I guess I’m up this early because of tequila and pizza sending me and M to an early bed. God, I didn’t want or need that level of junk food, even if it tasted fucking delicious. and it was lovely to have K pick the episodes of Lost Girl, since I usually go for the same handful. five slices, man. FIVE SLICES.

sleep was rly weird last night, though. I kept having iterations of the same dream. being at work and running into cute coworker, or contriving to, or thinking about it. the building was totally different, though… it was almost like we were part of some weird fucking strip mall (why would anyone want us there) and if you walked far enough through our stuff, you’d come to a makeup store. not sure what was on the other side. despite that feeling of constantly waiting and contriving and being aware of him/his absence/whatever, my brain decided that he and i would barely ever run into each other, and if we did, like…. no words would be exchanged. how un-exciting and disappointing. at one point i woke up and refilled my water bottle and tried to talk at whatever part of my brain might be responsible for this travesty, letting it know that it would be more fun if there was kissing and/or sex involved. or to pick a different dream.

i didn’t get dream sex but i got a different dream. being in the city. i remember at one point being near some fucking… weird-ass trolley thing, the end of the track, in a big field kind of like at the Center by the fountain. except it felt like it was maybe slightly farther uptown. there was a… wall, maybe a tunnel where the trolley could come out, across the field. on the left, when it was approaching us + the end of the track, the art on the ground and on the trolley was of nyan cat. when it switched over to the track on the right to go back the other way, the art over there was of tac nayn, and the trolley would also transform to reflect this. so fucking weird. xD i love it. the next thing i really remember is being in a semi-shadowy room, lighting kinda scarce but giving a gentle, warm, reddish glow. like some of m’s string lights. could’ve been a remix of our place. probably was. rushi was there. we were all talking. m was lying on the floor between the couch and glass table for some reason, i was sitting, he was standing. at one point he struck up a conversation by asking if either of us had ever watched a show called “poops dumps”. that’s…. even funnier when i’m typing it out. neither m nor i had seen or heard of it, but my main response was to squeeze in next to m and say to her, “hi it’s vince with poops dumps” and cause (1) her to huff with anger and amusement, and (2) rushi to actually laugh at something we’d said. after everyone had recovered, he either described the show to us briefly or showed us a clip, and it was just…. people recording themselves on their phones while they took a shit. just faces, mind you, like any old selfie.

shortly thereafter, i woke up and took a shit, sans recording. lmao.

**Location identification entries:**
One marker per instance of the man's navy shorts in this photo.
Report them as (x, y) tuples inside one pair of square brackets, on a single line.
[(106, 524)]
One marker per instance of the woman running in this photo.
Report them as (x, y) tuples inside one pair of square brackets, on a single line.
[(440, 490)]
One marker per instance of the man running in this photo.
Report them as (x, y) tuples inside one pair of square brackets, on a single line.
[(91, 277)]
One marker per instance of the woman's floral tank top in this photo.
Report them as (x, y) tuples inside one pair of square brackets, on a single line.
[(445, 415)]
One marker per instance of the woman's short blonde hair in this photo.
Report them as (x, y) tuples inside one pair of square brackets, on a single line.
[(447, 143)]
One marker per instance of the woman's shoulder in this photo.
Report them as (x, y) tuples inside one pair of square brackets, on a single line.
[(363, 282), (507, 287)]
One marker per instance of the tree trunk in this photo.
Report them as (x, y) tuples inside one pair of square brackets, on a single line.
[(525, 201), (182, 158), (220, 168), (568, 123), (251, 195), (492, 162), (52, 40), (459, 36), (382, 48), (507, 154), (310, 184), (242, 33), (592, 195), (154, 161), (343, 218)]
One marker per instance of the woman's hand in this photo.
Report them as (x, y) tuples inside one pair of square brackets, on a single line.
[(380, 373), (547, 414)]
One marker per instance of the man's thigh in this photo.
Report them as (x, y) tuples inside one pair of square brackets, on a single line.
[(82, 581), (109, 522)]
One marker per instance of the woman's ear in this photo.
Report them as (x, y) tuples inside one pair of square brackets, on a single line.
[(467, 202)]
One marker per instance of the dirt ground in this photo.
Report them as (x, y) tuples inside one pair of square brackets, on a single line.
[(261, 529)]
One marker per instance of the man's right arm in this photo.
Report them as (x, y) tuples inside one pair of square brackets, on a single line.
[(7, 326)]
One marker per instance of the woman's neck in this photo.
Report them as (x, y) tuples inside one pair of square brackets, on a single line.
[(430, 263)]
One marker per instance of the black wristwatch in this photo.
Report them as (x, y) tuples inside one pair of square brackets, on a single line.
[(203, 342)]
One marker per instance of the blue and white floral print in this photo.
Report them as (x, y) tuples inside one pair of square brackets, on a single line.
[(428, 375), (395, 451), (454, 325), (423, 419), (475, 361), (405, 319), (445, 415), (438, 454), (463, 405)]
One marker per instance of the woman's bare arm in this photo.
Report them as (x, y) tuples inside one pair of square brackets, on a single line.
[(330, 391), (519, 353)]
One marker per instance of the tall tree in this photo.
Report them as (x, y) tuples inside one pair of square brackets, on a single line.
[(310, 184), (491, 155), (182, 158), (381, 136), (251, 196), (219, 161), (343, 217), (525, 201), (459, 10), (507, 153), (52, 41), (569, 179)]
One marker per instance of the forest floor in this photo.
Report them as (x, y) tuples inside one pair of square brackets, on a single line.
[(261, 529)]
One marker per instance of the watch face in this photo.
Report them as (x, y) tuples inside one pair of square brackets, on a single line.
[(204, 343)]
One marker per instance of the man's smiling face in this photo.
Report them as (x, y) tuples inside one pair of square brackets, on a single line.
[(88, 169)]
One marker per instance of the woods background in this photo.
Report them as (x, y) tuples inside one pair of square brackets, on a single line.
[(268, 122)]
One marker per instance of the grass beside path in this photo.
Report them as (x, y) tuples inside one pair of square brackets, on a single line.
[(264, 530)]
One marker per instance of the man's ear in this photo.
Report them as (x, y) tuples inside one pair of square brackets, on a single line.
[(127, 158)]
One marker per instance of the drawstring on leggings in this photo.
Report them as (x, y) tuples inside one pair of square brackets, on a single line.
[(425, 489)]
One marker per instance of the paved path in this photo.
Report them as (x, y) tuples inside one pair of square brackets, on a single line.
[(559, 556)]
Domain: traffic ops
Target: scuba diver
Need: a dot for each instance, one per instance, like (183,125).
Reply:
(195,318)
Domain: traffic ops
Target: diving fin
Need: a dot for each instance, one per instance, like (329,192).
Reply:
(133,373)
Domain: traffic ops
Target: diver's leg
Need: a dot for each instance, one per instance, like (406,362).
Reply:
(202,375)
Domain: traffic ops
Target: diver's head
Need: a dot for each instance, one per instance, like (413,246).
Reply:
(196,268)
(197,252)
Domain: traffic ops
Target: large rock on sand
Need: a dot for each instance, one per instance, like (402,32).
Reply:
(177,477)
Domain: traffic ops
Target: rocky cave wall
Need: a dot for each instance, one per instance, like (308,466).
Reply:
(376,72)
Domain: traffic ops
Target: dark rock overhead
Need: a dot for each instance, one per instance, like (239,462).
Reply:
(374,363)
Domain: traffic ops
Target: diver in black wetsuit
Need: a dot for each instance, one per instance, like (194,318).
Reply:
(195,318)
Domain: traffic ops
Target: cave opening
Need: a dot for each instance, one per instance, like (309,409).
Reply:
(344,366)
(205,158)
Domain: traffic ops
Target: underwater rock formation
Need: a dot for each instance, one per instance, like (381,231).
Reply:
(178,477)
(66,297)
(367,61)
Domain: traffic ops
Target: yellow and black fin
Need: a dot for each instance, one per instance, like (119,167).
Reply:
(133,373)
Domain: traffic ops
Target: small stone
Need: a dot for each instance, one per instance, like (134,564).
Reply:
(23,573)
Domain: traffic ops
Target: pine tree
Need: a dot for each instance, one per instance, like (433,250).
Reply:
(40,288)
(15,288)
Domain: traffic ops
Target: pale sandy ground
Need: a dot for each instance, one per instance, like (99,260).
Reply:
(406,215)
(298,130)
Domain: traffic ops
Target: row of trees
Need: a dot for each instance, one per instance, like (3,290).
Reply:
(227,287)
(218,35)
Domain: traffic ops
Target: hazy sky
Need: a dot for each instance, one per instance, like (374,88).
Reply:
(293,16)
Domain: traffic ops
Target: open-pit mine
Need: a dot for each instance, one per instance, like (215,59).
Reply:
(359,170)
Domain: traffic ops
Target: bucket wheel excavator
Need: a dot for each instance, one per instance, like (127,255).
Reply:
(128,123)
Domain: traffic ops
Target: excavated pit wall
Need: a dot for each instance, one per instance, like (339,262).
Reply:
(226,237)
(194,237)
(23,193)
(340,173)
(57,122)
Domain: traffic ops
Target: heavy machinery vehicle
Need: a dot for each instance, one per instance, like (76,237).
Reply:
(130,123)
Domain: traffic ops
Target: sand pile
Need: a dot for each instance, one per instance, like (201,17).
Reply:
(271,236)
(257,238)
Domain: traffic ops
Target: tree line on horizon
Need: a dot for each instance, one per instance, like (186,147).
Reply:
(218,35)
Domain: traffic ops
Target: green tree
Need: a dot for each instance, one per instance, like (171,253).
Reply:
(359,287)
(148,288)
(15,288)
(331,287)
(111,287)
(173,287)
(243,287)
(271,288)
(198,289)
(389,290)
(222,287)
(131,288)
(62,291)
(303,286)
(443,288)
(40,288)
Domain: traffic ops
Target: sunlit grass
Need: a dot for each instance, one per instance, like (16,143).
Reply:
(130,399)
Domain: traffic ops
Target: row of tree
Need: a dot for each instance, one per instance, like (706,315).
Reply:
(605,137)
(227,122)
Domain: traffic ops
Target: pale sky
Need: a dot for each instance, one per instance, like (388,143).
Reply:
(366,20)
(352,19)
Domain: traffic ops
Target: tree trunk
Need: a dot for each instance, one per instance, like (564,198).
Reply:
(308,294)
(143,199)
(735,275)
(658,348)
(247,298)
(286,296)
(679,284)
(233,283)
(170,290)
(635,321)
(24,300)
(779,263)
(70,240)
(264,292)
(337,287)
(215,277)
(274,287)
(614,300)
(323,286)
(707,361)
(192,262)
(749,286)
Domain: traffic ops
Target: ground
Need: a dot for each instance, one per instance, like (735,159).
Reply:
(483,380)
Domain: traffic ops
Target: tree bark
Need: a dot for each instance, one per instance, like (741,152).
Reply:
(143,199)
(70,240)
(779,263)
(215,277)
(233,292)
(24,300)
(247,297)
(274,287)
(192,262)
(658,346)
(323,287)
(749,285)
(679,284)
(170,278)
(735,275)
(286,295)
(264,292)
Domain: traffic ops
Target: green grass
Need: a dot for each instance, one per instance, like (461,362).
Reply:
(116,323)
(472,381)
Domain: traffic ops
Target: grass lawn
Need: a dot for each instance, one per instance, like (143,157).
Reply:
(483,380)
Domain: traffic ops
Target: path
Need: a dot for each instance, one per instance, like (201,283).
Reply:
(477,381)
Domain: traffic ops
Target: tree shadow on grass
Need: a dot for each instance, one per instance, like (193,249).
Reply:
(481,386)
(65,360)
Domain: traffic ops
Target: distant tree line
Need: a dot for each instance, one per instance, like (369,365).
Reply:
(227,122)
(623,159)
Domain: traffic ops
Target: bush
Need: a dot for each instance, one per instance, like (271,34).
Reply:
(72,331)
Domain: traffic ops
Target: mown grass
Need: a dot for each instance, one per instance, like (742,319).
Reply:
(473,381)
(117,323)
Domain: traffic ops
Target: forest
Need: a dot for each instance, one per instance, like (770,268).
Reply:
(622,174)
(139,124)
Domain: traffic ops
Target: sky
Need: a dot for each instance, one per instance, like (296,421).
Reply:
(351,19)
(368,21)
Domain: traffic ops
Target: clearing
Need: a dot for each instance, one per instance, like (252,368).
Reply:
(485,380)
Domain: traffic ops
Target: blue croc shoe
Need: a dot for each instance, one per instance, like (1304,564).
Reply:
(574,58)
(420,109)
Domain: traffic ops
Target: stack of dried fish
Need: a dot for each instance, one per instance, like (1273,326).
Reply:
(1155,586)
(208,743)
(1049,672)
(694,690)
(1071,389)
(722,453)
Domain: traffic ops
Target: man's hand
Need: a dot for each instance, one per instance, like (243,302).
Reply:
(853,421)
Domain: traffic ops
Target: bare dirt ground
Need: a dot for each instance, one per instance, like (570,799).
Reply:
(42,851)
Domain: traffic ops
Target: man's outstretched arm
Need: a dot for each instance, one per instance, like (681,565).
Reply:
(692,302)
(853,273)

**The problem:** In the diary entry, list every person who takes part in the events it describes and is identified by a name or an initial. The items have nothing to do with the diary entry.

**Correct answer:** M, K, rushi